+++ Input for this task +++

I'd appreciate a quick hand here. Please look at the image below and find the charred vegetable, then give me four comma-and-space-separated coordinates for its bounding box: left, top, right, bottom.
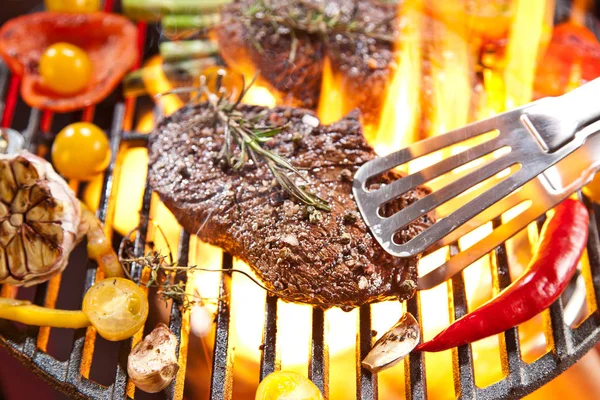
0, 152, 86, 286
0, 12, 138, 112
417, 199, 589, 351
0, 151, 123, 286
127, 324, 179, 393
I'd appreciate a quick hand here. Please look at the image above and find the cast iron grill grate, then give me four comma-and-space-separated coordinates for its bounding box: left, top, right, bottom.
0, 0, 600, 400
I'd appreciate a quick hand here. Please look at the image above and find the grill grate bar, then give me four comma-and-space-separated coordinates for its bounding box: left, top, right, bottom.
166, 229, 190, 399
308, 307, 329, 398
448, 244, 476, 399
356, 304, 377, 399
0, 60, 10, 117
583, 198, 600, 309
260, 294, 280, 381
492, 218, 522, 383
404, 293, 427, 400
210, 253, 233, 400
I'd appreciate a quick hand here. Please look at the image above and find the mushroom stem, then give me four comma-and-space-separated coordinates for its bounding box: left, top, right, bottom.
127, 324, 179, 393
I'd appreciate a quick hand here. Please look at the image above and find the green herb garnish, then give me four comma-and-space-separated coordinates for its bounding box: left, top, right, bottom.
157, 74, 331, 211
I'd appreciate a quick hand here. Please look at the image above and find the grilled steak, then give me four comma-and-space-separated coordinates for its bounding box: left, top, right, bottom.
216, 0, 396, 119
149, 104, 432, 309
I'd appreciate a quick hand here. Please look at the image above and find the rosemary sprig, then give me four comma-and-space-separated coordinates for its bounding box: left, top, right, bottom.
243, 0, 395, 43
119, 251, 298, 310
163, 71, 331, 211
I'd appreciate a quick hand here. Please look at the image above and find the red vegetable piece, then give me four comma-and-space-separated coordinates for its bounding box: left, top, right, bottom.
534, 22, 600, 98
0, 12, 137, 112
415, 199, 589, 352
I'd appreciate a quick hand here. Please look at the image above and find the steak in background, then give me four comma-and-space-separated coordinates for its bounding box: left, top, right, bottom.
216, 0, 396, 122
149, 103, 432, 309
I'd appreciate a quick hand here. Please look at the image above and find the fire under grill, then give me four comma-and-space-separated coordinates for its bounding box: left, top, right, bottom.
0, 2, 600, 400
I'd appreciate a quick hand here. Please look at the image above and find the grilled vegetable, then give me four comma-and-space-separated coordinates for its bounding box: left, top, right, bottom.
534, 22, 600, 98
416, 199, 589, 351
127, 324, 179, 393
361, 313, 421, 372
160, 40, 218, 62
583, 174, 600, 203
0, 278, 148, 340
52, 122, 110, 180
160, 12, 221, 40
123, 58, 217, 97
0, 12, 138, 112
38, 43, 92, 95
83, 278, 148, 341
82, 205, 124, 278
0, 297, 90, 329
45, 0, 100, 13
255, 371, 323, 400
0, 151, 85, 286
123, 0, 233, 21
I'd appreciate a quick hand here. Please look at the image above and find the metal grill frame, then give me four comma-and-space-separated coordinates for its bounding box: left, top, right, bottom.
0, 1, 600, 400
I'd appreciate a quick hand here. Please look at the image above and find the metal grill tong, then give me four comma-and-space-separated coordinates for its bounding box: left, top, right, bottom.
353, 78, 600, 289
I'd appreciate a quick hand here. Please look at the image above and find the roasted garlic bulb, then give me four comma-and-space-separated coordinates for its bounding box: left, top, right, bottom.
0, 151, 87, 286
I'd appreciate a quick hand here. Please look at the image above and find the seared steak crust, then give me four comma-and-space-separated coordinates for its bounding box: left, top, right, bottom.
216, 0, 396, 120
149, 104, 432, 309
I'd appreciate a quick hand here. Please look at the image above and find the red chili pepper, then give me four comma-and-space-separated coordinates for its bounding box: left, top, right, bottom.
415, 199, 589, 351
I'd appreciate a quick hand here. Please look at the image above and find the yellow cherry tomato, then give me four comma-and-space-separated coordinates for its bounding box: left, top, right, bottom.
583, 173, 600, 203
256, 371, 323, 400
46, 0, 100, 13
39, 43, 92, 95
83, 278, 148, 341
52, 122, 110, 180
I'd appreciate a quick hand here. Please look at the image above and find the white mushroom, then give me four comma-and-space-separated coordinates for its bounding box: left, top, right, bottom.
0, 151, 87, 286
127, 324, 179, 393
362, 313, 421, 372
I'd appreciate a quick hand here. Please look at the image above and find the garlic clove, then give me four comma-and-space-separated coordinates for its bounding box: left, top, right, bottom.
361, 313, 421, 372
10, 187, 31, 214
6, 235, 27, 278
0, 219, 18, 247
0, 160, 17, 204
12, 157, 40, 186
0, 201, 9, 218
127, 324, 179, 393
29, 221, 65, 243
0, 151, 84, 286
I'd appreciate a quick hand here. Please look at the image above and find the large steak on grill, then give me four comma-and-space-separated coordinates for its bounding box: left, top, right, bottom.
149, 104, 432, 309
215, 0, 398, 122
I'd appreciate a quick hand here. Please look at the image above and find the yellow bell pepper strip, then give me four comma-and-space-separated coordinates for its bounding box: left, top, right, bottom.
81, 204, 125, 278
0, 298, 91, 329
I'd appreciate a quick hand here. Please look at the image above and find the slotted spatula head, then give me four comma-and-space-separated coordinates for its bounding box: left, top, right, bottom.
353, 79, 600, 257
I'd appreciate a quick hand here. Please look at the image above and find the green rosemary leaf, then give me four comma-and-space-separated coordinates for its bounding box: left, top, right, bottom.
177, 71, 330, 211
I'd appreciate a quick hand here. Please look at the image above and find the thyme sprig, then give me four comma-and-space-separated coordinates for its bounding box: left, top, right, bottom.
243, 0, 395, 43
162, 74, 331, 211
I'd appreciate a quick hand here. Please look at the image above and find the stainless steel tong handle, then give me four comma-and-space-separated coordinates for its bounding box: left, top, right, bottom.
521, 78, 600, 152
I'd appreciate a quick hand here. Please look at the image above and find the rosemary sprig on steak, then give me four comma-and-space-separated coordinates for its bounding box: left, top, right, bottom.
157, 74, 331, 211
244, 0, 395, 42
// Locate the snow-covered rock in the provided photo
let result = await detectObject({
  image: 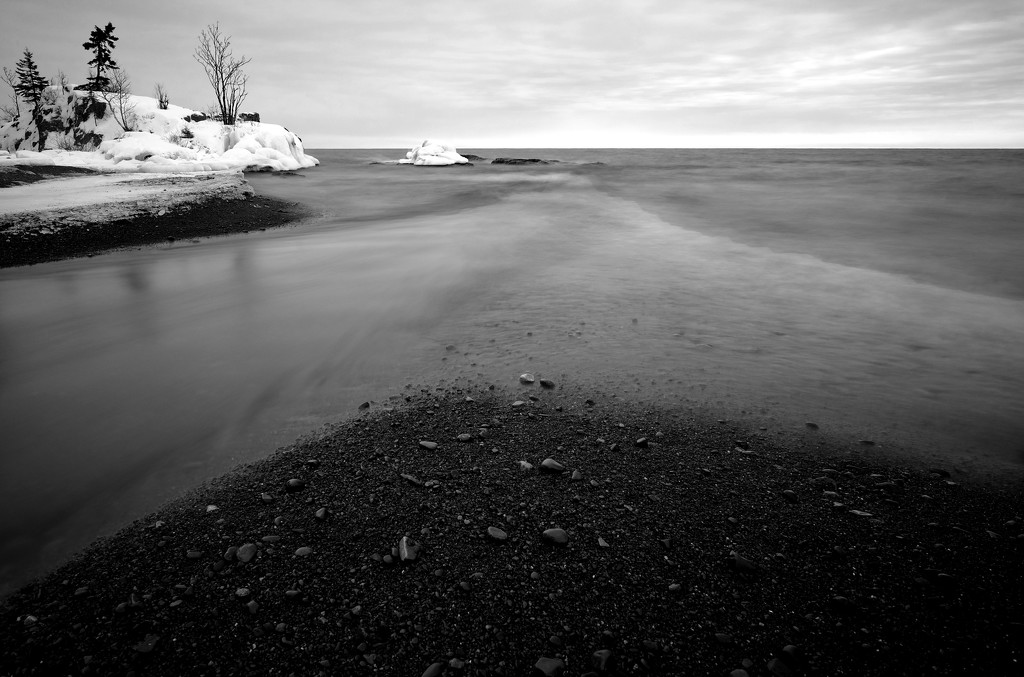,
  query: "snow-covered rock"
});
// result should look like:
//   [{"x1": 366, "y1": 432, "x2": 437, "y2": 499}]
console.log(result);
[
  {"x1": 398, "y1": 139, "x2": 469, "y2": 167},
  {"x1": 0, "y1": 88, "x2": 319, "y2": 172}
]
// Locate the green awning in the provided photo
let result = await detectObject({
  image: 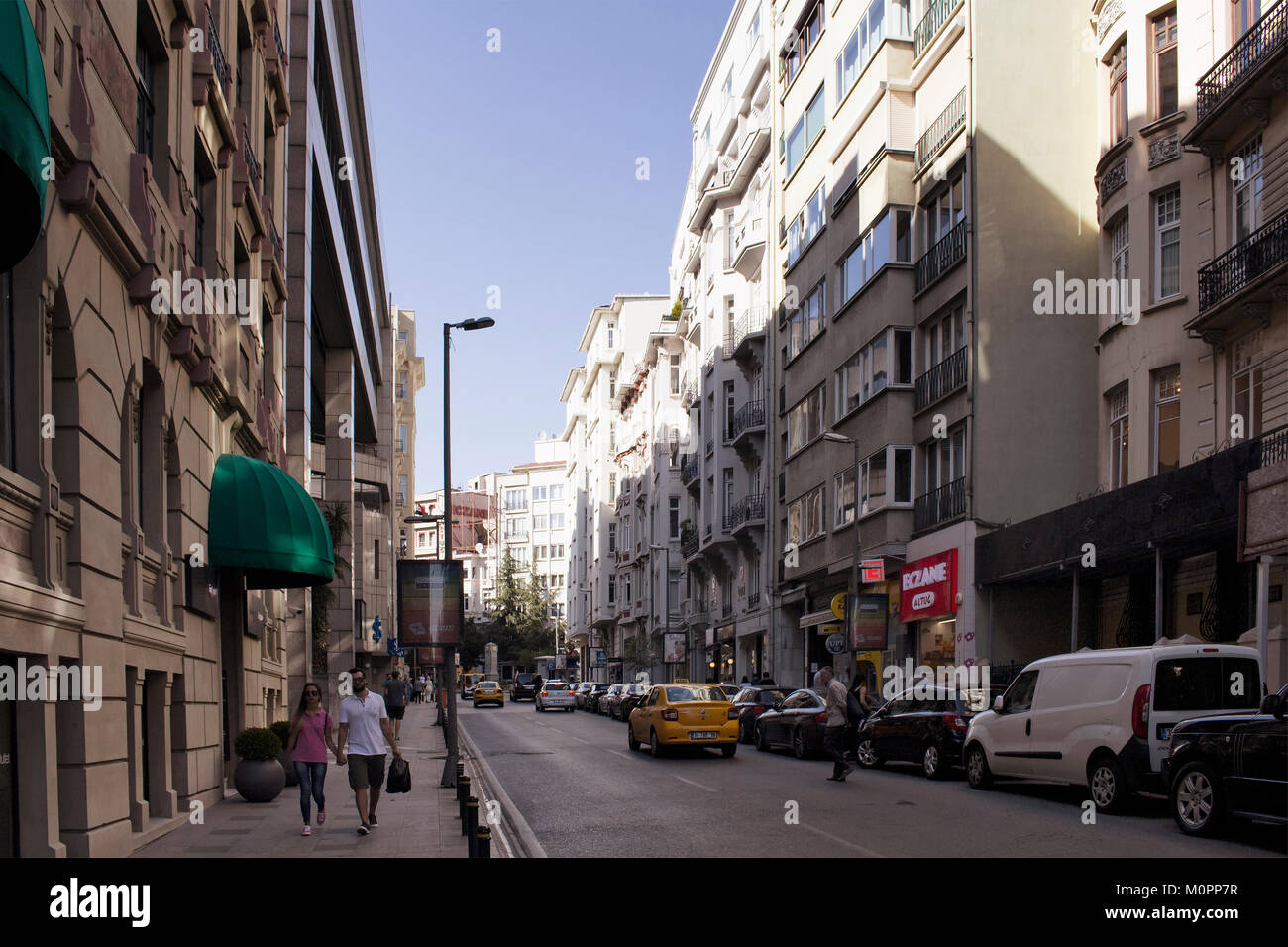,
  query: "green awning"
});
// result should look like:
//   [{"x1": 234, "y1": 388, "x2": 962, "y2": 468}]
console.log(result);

+++
+++ Input for this task +++

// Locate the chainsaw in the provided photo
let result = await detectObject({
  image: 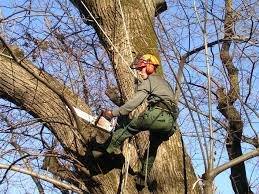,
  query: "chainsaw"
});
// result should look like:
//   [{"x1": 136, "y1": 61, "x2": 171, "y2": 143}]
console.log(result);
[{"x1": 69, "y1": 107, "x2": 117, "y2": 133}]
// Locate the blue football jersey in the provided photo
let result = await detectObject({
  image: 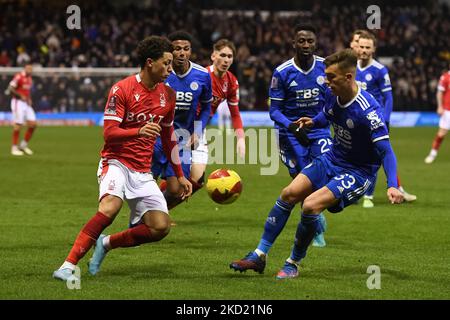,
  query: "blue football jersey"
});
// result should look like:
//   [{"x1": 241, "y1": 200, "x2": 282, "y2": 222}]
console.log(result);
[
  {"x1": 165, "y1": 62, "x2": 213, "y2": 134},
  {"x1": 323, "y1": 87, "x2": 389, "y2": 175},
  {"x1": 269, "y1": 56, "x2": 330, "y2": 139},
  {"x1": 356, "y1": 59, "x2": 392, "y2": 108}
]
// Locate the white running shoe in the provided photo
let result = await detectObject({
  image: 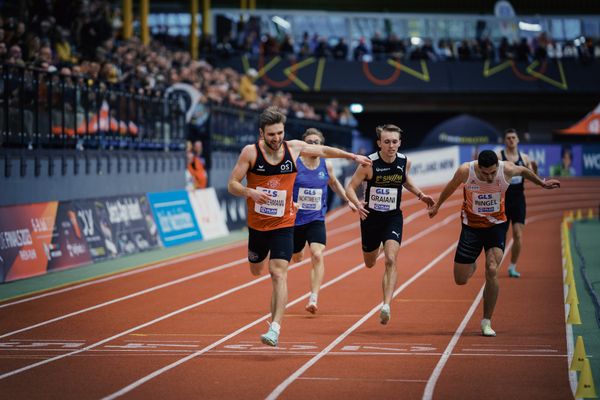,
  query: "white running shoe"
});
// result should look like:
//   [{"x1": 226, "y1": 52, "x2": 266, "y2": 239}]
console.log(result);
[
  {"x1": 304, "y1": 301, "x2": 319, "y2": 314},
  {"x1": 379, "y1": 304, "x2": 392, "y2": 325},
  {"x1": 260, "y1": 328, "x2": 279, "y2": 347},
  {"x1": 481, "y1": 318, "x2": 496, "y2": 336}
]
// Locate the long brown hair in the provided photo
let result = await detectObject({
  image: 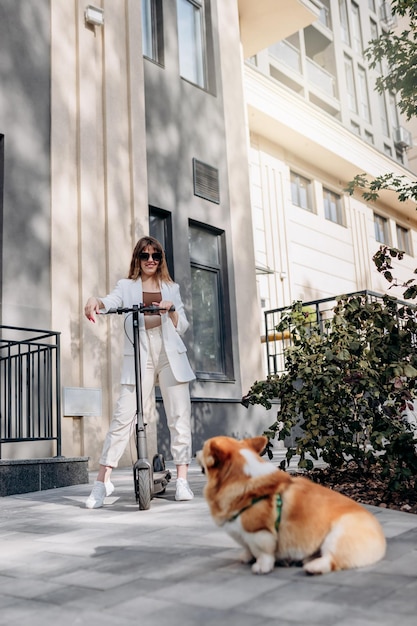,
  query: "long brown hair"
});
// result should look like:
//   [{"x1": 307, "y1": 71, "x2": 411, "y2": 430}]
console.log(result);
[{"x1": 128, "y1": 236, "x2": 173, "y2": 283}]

+++

Please copy everything from the line containing "grilled vegetable, then" down to the line containing "123, 0, 233, 21", renaming "grilled vegetable" to "roasted vegetable" and keeping every other character the same.

I'd appreciate a quick hand here. Please look at the image above and find the roasted vegetable, then give me four comma-and-space-separated coordinates for its bounding box: left, top, right, bottom.
534, 22, 600, 98
416, 199, 589, 351
127, 324, 179, 393
361, 313, 421, 372
160, 40, 218, 62
583, 174, 600, 203
0, 278, 148, 340
52, 122, 110, 180
160, 12, 221, 40
123, 58, 217, 97
0, 12, 138, 112
38, 43, 92, 95
83, 278, 148, 341
82, 205, 124, 278
0, 297, 90, 329
45, 0, 100, 13
255, 371, 323, 400
0, 151, 85, 286
123, 0, 233, 21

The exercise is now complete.